* _EXERCISE REQUIREMENTS_
A) Reproduce the stretch of the thank-you letter from "Sunday, May 18, 2008" through "through this alone.".
B) Pick up the thank-you letter after its final sentence and keep writing it.

* _EXCERPTED TEXT_
Sunday, May 18, 2008

A Letter to Family & Friends

Over the last couple of weeks I have gone through one of the hardest times in my life, mentally, physically and mostly emotionally.

There were many times when I wanted to give up. But through everything, I have been completely humbled by the generosity of our family and friends, who sent cards, flowers, care packages, support and understanding and most importantly prayers. Words will never be able to express how sincerely grateful Chris and I are to each and every one of you – we would have never made it through this alone.

A special thanks to:

My boss Jackie, Bridge for Kids staff and kids, and all my co-workers in the District office - thank you for all the cards, letters, prayers, support and care packages, but mostly for understanding and thinking of me during this tough time.

Aunt Angie, Auntie Chris and Grandma Rainbow – for being the “gofers” for anything that I needed while I was in the hospital - pajamas, slippers, robes, a breast pump and preemie clothes for Lily. I thank you.

To Steve - for being a “single dad” to Mason the last month while Billie was at the hospital with me day and night.

To Billie, Steve, My Mom and Chris – who tried to use humor every day just to see me smile, and hopefully to help me forget for a minute about what was happening.

To Billie – for being the best sister ever, coming to visit every day, giving up endless days and nights with Mason and Steve, just to sit in a boring hospital room with me, sometimes when I wasn’t even making any sense. For emotionally supporting my mom, who I know cried almost as much as I did. For helping me with pumping my breast milk when I was on Magnesium Sulfate and didn’t know what was going on. For teaching Chris everything he needed to know to help me pump, and for giving up her first Mother’s Day with Mason to spend it with me in the ICU.

To My Mom – who rushed to my house on April 21st to rush me to ER, and who has been by my side ever since, taking unpaid time off of work just to be there everyday. She spent nights on a mattress, on the floor next to my hospital bed on the nights Chris could not be there. she spent days with me when Chris went back to work and she was always there to hug me, tell me how strong she thought I was and tell me it was okay to cry.

* _DATA SUPPLIED_
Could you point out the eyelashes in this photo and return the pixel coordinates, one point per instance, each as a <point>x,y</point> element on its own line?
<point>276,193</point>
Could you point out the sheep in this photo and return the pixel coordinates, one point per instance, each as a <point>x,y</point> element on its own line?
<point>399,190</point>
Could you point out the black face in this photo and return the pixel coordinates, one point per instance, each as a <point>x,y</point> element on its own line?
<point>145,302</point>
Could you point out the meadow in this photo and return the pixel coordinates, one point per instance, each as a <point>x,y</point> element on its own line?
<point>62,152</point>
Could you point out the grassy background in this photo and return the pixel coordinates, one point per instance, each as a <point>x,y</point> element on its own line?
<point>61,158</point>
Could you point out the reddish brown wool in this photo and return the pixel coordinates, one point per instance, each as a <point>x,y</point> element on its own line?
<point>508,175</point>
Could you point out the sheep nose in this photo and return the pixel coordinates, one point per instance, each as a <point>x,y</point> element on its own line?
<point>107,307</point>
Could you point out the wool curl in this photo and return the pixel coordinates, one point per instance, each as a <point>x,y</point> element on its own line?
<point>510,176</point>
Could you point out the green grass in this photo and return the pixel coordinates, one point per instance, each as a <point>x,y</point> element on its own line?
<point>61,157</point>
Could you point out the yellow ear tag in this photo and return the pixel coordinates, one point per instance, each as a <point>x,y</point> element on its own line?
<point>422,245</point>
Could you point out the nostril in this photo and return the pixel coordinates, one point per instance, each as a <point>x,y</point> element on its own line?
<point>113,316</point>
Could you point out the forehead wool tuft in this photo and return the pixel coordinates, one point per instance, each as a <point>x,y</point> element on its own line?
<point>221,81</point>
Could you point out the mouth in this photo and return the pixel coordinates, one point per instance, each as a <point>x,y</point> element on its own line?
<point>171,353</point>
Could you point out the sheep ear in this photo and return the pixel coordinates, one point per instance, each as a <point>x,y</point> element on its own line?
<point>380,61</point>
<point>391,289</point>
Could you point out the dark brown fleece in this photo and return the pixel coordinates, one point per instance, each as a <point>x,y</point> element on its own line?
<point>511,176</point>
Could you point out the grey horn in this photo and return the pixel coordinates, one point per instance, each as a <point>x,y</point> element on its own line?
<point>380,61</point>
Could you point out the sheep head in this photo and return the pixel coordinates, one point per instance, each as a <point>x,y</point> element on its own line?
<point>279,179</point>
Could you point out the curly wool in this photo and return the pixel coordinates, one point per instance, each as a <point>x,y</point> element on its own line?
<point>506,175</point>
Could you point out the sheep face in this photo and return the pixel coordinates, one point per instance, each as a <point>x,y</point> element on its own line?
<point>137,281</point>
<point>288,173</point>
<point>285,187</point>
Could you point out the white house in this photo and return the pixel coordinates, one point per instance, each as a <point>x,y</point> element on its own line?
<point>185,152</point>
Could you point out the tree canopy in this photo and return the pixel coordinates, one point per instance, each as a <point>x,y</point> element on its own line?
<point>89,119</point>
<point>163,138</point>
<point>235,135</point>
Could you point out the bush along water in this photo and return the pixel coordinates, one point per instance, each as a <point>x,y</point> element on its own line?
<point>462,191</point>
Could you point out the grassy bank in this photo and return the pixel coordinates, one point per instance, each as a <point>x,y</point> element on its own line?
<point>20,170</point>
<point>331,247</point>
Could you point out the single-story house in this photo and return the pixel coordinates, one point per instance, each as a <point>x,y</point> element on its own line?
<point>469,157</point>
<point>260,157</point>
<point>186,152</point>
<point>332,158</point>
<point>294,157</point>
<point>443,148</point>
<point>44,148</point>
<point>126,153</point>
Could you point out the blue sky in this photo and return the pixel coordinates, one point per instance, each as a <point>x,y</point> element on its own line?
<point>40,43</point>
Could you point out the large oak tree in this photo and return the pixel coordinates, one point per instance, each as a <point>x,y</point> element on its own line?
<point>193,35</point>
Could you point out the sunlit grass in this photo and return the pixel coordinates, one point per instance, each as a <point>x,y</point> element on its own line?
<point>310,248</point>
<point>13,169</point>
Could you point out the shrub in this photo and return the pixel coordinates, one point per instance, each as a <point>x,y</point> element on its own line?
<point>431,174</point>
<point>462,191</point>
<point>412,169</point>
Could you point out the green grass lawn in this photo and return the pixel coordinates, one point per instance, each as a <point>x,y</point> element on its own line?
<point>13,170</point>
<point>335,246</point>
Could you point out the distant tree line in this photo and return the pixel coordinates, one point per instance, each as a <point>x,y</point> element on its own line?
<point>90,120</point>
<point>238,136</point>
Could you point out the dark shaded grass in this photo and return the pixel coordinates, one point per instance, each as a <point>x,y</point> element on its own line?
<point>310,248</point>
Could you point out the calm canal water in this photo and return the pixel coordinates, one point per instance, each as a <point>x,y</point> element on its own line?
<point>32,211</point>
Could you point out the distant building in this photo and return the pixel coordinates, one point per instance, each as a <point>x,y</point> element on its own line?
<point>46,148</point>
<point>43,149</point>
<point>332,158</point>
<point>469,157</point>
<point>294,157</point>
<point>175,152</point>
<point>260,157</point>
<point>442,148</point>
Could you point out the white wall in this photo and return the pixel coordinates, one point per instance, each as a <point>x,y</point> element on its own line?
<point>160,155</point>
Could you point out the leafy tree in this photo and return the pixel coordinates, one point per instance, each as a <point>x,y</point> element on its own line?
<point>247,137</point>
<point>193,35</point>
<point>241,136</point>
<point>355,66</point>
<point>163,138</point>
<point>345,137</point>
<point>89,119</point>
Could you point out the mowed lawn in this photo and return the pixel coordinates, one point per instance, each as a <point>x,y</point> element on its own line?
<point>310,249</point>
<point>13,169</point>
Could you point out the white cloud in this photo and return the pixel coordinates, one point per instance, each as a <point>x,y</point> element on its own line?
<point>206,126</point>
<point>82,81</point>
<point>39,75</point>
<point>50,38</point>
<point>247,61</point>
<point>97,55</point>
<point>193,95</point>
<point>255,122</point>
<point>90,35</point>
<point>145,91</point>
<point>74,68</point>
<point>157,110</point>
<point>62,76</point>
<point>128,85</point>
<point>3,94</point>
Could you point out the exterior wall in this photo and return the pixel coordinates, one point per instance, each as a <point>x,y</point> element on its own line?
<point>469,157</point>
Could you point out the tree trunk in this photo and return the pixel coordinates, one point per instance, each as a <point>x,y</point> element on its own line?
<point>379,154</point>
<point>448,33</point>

* _ANSWERS FOR EACH ITEM_
A)
Sunday, May 18, 2008

A Letter to Family & Friends

Over the last couple of weeks I have gone through one of the hardest times in my life, mentally, physically and mostly emotionally.

There were many times when I wanted to give up. But through everything, I have been completely humbled by the generosity of our family and friends, who sent cards, flowers, care packages, support and understanding and most importantly prayers. Words will never be able to express how sincerely grateful Chris and I are to each and every one of you – we would have never made it through this alone.

B)
To Chris – I knew when I married him, I got really lucky, but I never knew until all this happened, just how lucky I got. He is my rock, and he never let his Kite fly away, even when I wanted to. He went back and forth between the hospital and the house to make sure the cats were getting fed and things were getting taken care of at the house. He listened to me on the phone as I listed off things I needed from the house and ran up and down the stairs, just to try to pack my bags. He spent endless nights on a cot that was too small for him, his feet hanging over the edge. He got up to help me to the bathroom, when I was finally able to go myself. He listened to me cry myself to sleep almost every night. He got a “crash course” in being a father, tried to learn about preemies, and knows more about breastfeeding, pumping and storing than I do. He helped me pump when I was too drugged to even know what I was doing and cleaned the bottles, labeled them and ran them down to the NICU for Lily. He visited Lily when I couldn’t and told her how much I loved her. And most importantly, he always believed that I could do it.

And finally To My daughter Lily – Who has shown me that the greatest gifts in life come in the smallest packages. Who was with me every step of the way fighting the same battles. Who gave me a reason everyday to hang on a little longer. Who has shown me how deeply I can love. And who is now showing me that she is the strongest little girl I know, fighting everyday in the NICU to be strong enough to come home.

Through everything that I have been through - a blood clot in my arm, Preeclampsia, HELLP syndrome, a seizure during my c-section, two blood transfusions, becoming allergic to heparin, physical therapy, grief counseling and seeing my baby in the NICU hooked up to lots of machines – nothing was as hard as leaving the hospital on Thursday without Lily in my arms.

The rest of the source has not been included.